## Begin Supplied material

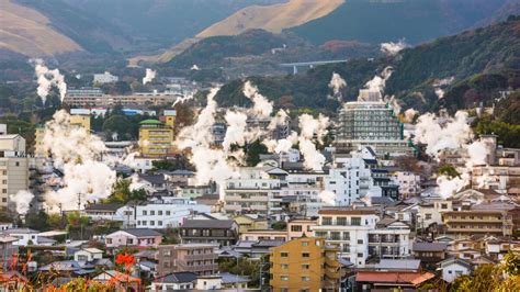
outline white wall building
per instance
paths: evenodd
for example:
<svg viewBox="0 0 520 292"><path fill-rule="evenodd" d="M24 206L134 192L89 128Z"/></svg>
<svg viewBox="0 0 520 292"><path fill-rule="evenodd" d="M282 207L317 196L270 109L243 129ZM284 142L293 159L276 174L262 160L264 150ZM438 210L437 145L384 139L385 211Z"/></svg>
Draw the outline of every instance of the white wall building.
<svg viewBox="0 0 520 292"><path fill-rule="evenodd" d="M318 225L313 227L316 237L340 248L340 256L358 268L373 257L399 258L409 255L409 233L406 224L377 228L380 217L371 207L335 207L318 212Z"/></svg>
<svg viewBox="0 0 520 292"><path fill-rule="evenodd" d="M105 71L104 74L94 74L93 82L94 83L111 83L111 82L117 82L120 78L117 76L113 76L110 72Z"/></svg>
<svg viewBox="0 0 520 292"><path fill-rule="evenodd" d="M195 213L210 213L211 206L197 204L189 199L177 198L168 201L154 201L144 205L136 205L134 216L125 216L125 226L137 228L165 229L179 227L183 220ZM121 212L128 212L127 206ZM129 222L128 222L129 218Z"/></svg>

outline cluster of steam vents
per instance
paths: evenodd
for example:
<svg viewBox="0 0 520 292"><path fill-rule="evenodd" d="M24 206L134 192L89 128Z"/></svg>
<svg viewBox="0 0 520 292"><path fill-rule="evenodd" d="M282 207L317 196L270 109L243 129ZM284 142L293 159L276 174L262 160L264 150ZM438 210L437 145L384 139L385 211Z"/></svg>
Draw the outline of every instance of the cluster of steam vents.
<svg viewBox="0 0 520 292"><path fill-rule="evenodd" d="M63 98L66 85L59 71L47 69L41 60L34 61L34 64L39 85L38 96L42 97L42 100L45 101L45 97L53 86L58 88ZM366 88L383 93L385 81L391 75L392 68L385 68L380 76L375 76L366 83ZM148 82L154 77L155 72L147 70L143 81ZM341 100L341 89L346 86L347 82L335 72L329 83L329 88L334 92L331 98ZM252 106L249 109L230 108L225 111L227 131L223 146L216 148L212 145L211 130L218 110L218 104L215 101L217 92L218 88L211 90L206 97L206 105L200 111L196 122L181 130L174 145L180 150L189 150L186 153L190 161L196 168L195 181L197 184L214 181L223 187L226 179L238 176L238 169L244 165L242 149L231 147L231 145L244 146L247 143L268 137L267 132L283 123L289 113L284 110L274 112L273 103L263 97L255 85L246 81L244 94L252 102ZM385 97L385 100L393 105L396 114L400 112L400 108L393 97ZM404 115L408 122L411 122L417 112L410 109ZM247 126L248 116L268 119L269 126L267 128ZM123 159L104 156L106 148L103 142L98 136L87 133L82 127L71 127L69 119L69 114L61 110L56 112L54 119L45 125L44 148L52 154L54 167L64 172L63 188L44 194L45 204L49 211L57 211L59 206L63 209L77 207L78 196L81 196L82 202L106 198L116 182L116 175L111 166L125 164L132 167L134 162L135 153L128 154ZM453 117L443 116L442 119L436 114L426 113L416 121L414 142L427 145L426 151L432 158L439 159L440 151L450 148L464 148L468 153L465 166L459 169L460 177L440 176L437 179L440 193L443 196L449 196L468 183L473 166L485 164L487 148L481 142L473 141L473 133L465 112L457 112ZM304 166L313 171L321 171L326 159L317 150L316 145L323 144L323 138L327 135L329 126L334 126L330 119L323 114L317 117L302 114L298 116L299 133L293 131L289 137L283 139L263 138L262 143L270 151L276 154L286 153L290 148L298 145L304 158ZM329 195L330 192L326 190L321 193L324 202L330 201L328 200ZM29 211L29 204L33 196L29 191L21 191L10 199L15 202L16 211L24 214Z"/></svg>

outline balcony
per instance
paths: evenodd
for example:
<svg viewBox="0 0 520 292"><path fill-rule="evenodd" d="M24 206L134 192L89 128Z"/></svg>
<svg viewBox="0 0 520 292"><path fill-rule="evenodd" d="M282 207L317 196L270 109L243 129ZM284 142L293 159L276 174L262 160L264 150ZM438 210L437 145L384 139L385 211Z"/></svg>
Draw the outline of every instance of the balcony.
<svg viewBox="0 0 520 292"><path fill-rule="evenodd" d="M199 254L199 255L185 255L185 260L215 260L217 256L215 254Z"/></svg>

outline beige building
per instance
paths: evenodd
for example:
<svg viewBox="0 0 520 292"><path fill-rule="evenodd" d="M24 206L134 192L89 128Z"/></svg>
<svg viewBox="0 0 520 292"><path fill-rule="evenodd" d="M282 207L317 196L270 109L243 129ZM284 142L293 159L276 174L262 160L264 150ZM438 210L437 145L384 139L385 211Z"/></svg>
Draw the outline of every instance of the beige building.
<svg viewBox="0 0 520 292"><path fill-rule="evenodd" d="M29 190L25 139L20 135L0 135L0 206L7 207L9 196L22 190Z"/></svg>
<svg viewBox="0 0 520 292"><path fill-rule="evenodd" d="M214 250L215 245L212 244L160 245L158 274L166 276L172 272L214 274L218 269Z"/></svg>

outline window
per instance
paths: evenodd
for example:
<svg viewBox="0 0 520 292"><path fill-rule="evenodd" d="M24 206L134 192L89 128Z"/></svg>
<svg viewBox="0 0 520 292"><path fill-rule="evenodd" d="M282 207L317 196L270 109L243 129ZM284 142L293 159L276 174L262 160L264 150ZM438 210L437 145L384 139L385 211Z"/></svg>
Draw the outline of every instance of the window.
<svg viewBox="0 0 520 292"><path fill-rule="evenodd" d="M352 225L354 226L361 226L361 217L352 217L350 220L350 222L352 223Z"/></svg>
<svg viewBox="0 0 520 292"><path fill-rule="evenodd" d="M292 225L291 231L292 232L302 232L302 225Z"/></svg>
<svg viewBox="0 0 520 292"><path fill-rule="evenodd" d="M336 225L346 226L347 225L347 218L346 217L338 217L336 220Z"/></svg>

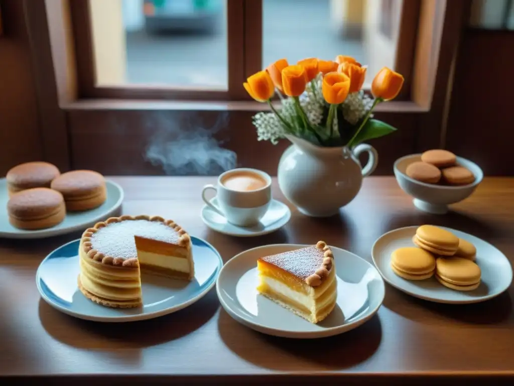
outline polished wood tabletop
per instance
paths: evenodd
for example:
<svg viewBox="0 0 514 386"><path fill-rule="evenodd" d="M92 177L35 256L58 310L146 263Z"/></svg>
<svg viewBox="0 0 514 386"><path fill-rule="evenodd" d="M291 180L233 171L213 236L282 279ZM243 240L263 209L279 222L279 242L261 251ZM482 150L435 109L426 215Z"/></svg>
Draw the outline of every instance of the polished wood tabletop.
<svg viewBox="0 0 514 386"><path fill-rule="evenodd" d="M123 214L175 220L214 245L224 261L259 245L320 239L371 261L372 245L383 233L430 223L481 237L514 262L514 179L486 178L452 212L438 216L417 210L394 178L368 178L339 216L311 218L290 205L292 216L283 229L248 238L216 233L202 222L201 188L215 178L111 179L124 189ZM273 183L274 198L287 202ZM439 378L438 384L454 384L455 377L469 384L492 377L497 377L494 384L514 384L512 285L487 302L452 305L415 299L386 285L383 304L371 320L347 333L319 340L267 336L240 324L221 307L214 289L166 317L94 323L51 308L40 299L35 285L41 260L80 234L0 239L0 383L2 377L24 375L51 377L52 384L64 384L69 379L57 376L67 375L80 377L74 383L95 386L128 379L141 384L151 379L240 384L287 378L317 384L321 377L327 381L338 377L345 384L364 380L366 384L386 380L434 384L434 377ZM88 376L96 376L94 383Z"/></svg>

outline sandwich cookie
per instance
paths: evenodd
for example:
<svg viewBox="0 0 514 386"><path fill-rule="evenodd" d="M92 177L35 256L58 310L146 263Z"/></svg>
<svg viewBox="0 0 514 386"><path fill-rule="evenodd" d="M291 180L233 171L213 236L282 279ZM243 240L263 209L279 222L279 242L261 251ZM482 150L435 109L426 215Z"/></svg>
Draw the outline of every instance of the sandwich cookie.
<svg viewBox="0 0 514 386"><path fill-rule="evenodd" d="M69 212L94 209L107 199L105 179L92 170L63 173L52 181L51 188L62 194Z"/></svg>
<svg viewBox="0 0 514 386"><path fill-rule="evenodd" d="M438 168L444 168L455 165L457 157L451 151L436 149L423 153L421 155L421 160Z"/></svg>
<svg viewBox="0 0 514 386"><path fill-rule="evenodd" d="M474 261L476 259L476 248L469 241L460 238L458 248L455 253L455 256Z"/></svg>
<svg viewBox="0 0 514 386"><path fill-rule="evenodd" d="M458 248L458 237L433 225L421 225L412 238L419 248L443 256L453 256Z"/></svg>
<svg viewBox="0 0 514 386"><path fill-rule="evenodd" d="M475 181L475 175L463 166L452 166L442 170L443 179L448 185L468 185Z"/></svg>
<svg viewBox="0 0 514 386"><path fill-rule="evenodd" d="M472 291L480 285L480 267L462 257L438 257L435 278L441 284L456 291Z"/></svg>
<svg viewBox="0 0 514 386"><path fill-rule="evenodd" d="M9 222L20 229L33 231L54 226L66 216L62 195L48 188L34 188L12 195L7 202Z"/></svg>
<svg viewBox="0 0 514 386"><path fill-rule="evenodd" d="M412 179L427 184L437 184L441 179L441 171L431 164L423 161L413 162L405 173Z"/></svg>
<svg viewBox="0 0 514 386"><path fill-rule="evenodd" d="M415 247L399 248L391 257L393 272L404 279L424 280L434 274L435 258L425 250Z"/></svg>
<svg viewBox="0 0 514 386"><path fill-rule="evenodd" d="M11 196L26 189L49 188L52 181L61 172L48 162L27 162L14 166L7 172L6 180Z"/></svg>

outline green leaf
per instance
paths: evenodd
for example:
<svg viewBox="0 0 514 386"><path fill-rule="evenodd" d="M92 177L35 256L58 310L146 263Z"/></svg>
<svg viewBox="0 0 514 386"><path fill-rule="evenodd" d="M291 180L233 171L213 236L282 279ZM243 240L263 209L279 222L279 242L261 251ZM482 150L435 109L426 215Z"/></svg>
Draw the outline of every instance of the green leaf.
<svg viewBox="0 0 514 386"><path fill-rule="evenodd" d="M385 122L378 119L370 119L356 137L352 144L352 147L364 141L383 137L396 131L395 128Z"/></svg>

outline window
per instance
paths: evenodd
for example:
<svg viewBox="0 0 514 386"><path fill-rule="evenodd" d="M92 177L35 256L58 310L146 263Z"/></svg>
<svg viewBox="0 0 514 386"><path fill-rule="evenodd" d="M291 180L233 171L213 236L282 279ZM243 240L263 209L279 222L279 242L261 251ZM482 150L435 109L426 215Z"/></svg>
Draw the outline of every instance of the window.
<svg viewBox="0 0 514 386"><path fill-rule="evenodd" d="M412 67L412 43L399 30L412 40L417 15L412 10L418 3L76 0L70 4L83 56L78 63L81 95L244 100L244 79L276 60L338 55L368 65L369 87L383 66L404 73ZM398 68L400 51L403 68Z"/></svg>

## End Supplied material

Starting with the first of the lines and going on through the line containing "213L210 213L211 206L197", write them out again with "white wall building" replaced by "gray wall building" and everything else kept the same. Leave the pictures out of your answer.

→ The answer
outline gray wall building
per instance
paths: evenodd
for example:
<svg viewBox="0 0 520 292"><path fill-rule="evenodd" d="M24 206L134 192L89 128Z"/></svg>
<svg viewBox="0 0 520 292"><path fill-rule="evenodd" d="M282 207L317 196L270 109L243 129ZM284 142L293 159L276 174L262 160L264 150ZM438 210L437 145L384 139L385 211Z"/></svg>
Draw the outline of every instance of the gray wall building.
<svg viewBox="0 0 520 292"><path fill-rule="evenodd" d="M318 225L313 227L316 237L340 248L340 256L358 268L373 257L399 258L409 255L409 233L406 224L377 228L380 217L371 207L335 207L318 212Z"/></svg>
<svg viewBox="0 0 520 292"><path fill-rule="evenodd" d="M105 71L104 74L94 74L93 82L94 83L111 83L111 82L117 82L120 78L117 76L113 76L110 72Z"/></svg>
<svg viewBox="0 0 520 292"><path fill-rule="evenodd" d="M195 213L210 213L211 206L197 204L189 199L177 198L168 201L154 201L144 205L136 205L134 216L125 216L125 226L137 228L165 229L179 227L183 220ZM121 212L128 212L127 206ZM129 222L128 222L129 218Z"/></svg>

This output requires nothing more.